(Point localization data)

--------

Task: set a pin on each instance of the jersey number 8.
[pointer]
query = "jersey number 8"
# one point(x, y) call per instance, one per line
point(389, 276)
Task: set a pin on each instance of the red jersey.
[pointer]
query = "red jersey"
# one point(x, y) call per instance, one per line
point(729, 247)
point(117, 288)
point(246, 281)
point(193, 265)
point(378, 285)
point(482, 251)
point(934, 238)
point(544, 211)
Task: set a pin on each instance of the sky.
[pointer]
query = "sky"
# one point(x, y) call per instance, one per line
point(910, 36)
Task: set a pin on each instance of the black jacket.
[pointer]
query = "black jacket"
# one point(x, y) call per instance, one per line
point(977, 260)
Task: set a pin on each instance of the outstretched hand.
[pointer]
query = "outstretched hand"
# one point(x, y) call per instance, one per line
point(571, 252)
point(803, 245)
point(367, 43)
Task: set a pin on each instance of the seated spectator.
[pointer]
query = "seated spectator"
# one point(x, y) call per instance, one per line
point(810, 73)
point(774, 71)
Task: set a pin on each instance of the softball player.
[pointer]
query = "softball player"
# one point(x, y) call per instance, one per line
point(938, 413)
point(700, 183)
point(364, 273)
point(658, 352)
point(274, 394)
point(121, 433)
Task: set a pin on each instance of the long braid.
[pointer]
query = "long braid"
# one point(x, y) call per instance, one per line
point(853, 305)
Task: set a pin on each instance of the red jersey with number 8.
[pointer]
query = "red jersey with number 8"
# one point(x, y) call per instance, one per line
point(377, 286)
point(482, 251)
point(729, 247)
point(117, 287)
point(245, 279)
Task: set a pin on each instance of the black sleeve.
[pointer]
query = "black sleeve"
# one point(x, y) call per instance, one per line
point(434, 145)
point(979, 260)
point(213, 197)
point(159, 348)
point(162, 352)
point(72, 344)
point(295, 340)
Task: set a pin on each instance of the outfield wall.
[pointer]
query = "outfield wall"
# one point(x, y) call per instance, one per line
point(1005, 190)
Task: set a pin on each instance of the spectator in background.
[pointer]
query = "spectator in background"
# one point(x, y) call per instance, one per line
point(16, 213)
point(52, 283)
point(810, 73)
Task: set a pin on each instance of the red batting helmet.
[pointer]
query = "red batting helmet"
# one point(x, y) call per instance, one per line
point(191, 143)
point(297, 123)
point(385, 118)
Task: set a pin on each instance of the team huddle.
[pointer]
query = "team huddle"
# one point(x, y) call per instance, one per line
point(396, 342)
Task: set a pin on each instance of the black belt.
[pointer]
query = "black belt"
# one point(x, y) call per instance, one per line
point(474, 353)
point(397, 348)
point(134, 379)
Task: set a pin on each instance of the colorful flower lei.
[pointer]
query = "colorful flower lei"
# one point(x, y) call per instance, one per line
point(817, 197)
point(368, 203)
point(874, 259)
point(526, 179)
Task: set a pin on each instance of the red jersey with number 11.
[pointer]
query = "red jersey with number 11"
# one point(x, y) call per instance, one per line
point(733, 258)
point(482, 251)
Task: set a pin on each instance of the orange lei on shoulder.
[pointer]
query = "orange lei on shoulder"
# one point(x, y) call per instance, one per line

--------

» **WHAT THE TASK REQUIRES**
Collect each line above holding the string "huddle".

» **WRITTEN SOLUTION**
Task: set a pin on each instance of the team huddle.
query = "team huddle"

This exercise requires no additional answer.